TEXTE FOURNI:

>>>>>

Norman présente ses arguments contre son affectation à Moscou

MISSION DE LIAISON CANADIENNE

TOKYO, 6 février 1950

PERSONNEL ET CONFIDENTIEL

M. Escott Reid,
Sous-secrétaire d’État adjoint
  aux Affaires extérieures,
O T T A W A, Canada.

Cher Escott,

Comme prévu, mon séjour a été si court et j’ai parlé à tant d’amis et de collègues que je n’ai pas eu l’occasion d’aborder un certain nombre de sujets que j’aurais particulièrement aimé discuter avec toi. Cependant, je pense que notre court échange d’idées aura été avantageux pour tous les deux et j’ai confiance que l’Extrême-Orient trouvera la place qui lui revient dans l’esprit des collègues de l’édifice de l’Est.

<<<<<

ENTRÉES FOURNIES:
>>>>>

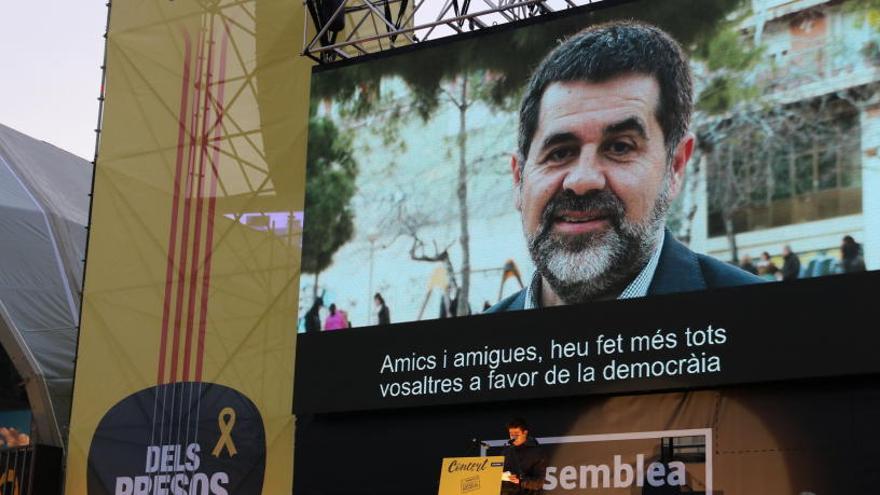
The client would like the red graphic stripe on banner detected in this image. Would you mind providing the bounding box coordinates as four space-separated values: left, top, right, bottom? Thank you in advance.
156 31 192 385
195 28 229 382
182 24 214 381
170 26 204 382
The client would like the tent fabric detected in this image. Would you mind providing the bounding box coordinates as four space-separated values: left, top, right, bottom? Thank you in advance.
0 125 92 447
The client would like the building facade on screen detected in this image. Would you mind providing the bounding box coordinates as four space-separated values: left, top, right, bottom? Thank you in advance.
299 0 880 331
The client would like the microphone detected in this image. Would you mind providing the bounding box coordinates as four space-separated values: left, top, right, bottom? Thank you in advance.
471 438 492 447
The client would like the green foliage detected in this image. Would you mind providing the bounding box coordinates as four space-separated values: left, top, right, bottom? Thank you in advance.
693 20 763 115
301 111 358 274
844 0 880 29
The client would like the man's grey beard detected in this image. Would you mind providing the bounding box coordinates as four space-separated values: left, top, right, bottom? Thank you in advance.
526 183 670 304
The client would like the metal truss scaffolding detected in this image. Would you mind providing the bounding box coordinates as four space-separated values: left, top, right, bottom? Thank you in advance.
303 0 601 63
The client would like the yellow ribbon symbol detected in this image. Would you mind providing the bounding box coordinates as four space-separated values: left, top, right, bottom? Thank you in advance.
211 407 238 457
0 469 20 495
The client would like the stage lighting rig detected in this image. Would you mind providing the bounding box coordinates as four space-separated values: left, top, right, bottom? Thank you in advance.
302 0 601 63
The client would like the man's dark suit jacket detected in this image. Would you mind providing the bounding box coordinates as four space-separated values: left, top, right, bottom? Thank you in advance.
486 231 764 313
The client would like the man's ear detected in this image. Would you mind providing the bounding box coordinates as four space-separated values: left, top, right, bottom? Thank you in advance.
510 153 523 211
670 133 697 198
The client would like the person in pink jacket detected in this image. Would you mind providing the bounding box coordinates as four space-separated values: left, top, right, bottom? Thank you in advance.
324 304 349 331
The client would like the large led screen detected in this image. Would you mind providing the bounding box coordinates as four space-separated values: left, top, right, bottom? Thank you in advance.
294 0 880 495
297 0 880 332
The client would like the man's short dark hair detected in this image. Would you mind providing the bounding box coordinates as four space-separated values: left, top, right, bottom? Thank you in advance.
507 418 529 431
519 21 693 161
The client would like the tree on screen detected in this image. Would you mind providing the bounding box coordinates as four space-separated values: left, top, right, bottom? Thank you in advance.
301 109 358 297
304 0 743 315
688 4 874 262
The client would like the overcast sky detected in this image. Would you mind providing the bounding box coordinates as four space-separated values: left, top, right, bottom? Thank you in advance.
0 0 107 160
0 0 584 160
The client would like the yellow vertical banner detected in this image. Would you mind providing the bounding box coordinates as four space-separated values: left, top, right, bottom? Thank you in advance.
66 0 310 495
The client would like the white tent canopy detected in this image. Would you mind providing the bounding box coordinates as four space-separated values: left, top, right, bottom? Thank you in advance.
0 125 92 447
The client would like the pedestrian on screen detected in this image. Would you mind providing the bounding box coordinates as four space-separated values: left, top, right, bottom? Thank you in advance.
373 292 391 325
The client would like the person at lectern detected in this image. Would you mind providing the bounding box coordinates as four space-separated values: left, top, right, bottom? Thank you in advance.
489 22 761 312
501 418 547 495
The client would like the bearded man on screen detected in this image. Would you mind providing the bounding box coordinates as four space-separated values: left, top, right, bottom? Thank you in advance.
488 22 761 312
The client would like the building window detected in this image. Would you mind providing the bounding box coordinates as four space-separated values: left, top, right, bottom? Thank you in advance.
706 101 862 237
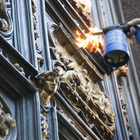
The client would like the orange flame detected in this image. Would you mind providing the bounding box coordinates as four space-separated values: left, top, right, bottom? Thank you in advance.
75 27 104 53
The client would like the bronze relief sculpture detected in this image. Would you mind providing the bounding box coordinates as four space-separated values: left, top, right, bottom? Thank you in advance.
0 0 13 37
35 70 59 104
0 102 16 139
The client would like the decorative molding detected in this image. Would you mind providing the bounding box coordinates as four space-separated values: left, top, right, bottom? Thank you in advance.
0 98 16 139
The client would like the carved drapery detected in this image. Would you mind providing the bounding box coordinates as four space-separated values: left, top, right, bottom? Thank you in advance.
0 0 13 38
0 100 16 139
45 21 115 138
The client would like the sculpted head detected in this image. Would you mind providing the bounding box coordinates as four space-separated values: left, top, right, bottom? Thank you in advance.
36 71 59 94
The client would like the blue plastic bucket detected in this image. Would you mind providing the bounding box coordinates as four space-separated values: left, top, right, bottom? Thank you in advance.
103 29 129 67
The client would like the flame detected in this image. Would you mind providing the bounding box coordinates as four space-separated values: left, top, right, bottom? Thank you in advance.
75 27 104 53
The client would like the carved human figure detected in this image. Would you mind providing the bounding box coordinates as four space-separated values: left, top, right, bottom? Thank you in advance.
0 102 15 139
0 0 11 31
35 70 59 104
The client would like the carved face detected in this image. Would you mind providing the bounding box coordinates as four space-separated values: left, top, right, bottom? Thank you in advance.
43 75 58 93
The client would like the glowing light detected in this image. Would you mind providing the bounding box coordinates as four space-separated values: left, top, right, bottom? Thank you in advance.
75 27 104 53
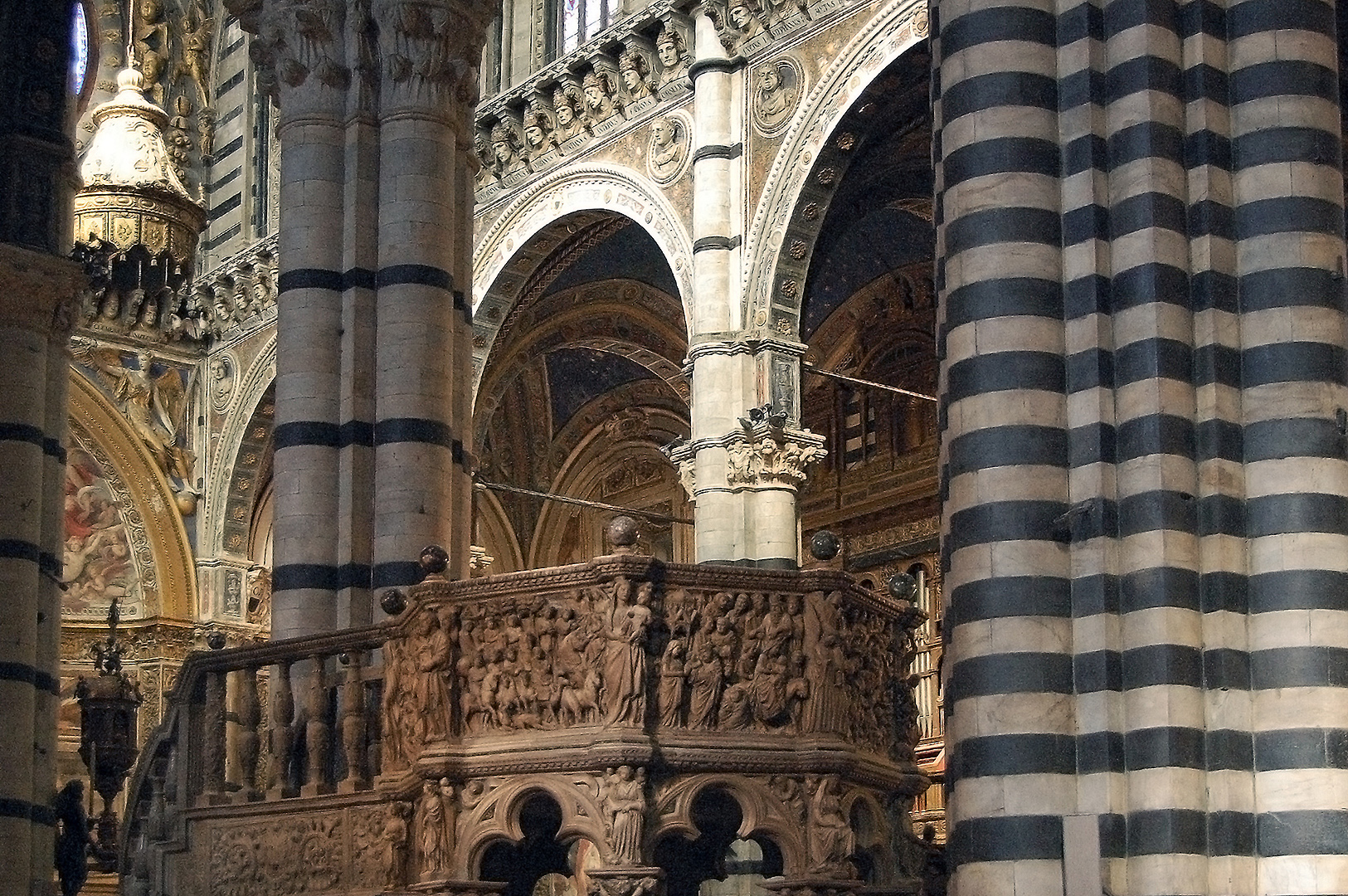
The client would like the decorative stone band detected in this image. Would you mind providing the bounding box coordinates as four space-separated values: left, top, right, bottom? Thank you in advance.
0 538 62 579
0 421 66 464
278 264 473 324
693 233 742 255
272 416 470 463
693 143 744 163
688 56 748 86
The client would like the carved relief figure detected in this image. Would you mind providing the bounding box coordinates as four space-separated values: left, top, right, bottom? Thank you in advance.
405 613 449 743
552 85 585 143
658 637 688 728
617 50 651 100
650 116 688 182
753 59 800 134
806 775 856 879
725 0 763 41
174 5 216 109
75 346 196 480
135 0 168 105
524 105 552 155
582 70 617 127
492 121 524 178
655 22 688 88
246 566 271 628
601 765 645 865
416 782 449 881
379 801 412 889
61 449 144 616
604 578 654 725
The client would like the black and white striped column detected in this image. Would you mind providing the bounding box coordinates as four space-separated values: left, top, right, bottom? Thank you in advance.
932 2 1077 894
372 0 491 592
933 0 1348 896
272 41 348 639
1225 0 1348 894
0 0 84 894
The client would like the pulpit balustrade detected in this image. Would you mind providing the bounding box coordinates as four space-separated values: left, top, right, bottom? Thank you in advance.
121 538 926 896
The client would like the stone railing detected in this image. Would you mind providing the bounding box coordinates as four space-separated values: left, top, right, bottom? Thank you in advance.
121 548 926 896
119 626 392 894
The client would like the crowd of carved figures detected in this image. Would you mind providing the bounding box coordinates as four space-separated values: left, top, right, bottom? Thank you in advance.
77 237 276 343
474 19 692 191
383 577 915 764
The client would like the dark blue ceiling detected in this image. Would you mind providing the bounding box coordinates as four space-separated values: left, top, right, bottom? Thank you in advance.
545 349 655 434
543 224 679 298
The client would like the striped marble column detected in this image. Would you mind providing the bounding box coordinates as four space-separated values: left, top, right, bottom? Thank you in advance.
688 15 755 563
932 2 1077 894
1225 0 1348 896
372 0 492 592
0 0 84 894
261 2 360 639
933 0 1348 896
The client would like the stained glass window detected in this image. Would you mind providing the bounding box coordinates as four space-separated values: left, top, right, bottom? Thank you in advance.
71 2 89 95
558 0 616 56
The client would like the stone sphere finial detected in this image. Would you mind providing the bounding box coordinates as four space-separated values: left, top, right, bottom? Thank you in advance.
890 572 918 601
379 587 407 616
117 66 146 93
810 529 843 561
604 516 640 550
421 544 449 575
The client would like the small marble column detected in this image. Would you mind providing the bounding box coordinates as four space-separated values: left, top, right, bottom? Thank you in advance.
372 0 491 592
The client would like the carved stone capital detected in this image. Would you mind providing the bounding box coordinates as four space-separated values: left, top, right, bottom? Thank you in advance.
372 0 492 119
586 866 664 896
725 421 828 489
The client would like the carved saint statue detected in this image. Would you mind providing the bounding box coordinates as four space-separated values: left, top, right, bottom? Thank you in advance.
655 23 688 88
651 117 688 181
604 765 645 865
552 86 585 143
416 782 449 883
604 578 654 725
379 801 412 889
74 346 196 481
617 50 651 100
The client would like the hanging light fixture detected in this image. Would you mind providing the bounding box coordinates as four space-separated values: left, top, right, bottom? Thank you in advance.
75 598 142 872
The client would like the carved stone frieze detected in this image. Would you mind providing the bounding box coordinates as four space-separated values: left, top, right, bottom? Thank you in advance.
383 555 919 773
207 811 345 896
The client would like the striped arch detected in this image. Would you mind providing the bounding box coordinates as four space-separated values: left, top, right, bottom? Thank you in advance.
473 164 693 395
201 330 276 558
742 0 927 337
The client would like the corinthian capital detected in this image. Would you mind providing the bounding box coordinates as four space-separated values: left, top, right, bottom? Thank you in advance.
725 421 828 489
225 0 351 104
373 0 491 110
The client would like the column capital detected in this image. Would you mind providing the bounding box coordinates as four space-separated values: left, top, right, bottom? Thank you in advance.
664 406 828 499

<<<<<

TÂCHE DEMANDÉE 1:
Reformule plus brièvement le paragraphe de la lettre qui commence par « Comme prévu, mon séjour », en conservant ses faits principaux.
TÂCHE DEMANDÉE 2:
Poursuis la lettre de Norman à Escott Reid à partir de sa dernière phrase.

RÉSULTAT ATTENDU 1:
Son séjour ayant été très court et ses conversations avec amis et collègues très nombreuses, Norman n'a pas pu aborder plusieurs sujets qu'il aurait aimé discuter avec Escott. Ce bref échange d'idées lui paraît toutefois profitable aux deux, et Norman a confiance que l'Extrême-Orient trouvera la place qui lui revient dans l'esprit des collègues de l'édifice de l'Est.

RÉSULTAT ATTENDU 2:
Je t’écris en corollaire à notre brève conversation sur le sujet de mon affectation future. Ce genre de sujet requiert la prudence et une réflexion plus approfondie. Après mûre réflexion, j'ai quelque peu changé d’idée sur un aspect des propositions que tu m’as soumises. Lorsque tu discuteras de cette affaire avec Arnold Heeney et les autres personnes concernées, je te serais très reconnaissant si tu pouvais tenir compte de mes réflexions.

Si je dois rester en poste pour une autre année (une question que, naturellement, je ne pense pas pouvoir discuter davantage), je pense tout comme toi que je devrais assez rapidement rentrer au pays pour un congé. Cependant, s’il est certain que je dois être affecté ailleurs, je voudrais avoir quelques mois pour terminer différents projets, puis rentrer à Ottawa pour un congé avant d’être affecté à un autre poste ou pour m’installer à Ottawa, si cela était le choix du ministère.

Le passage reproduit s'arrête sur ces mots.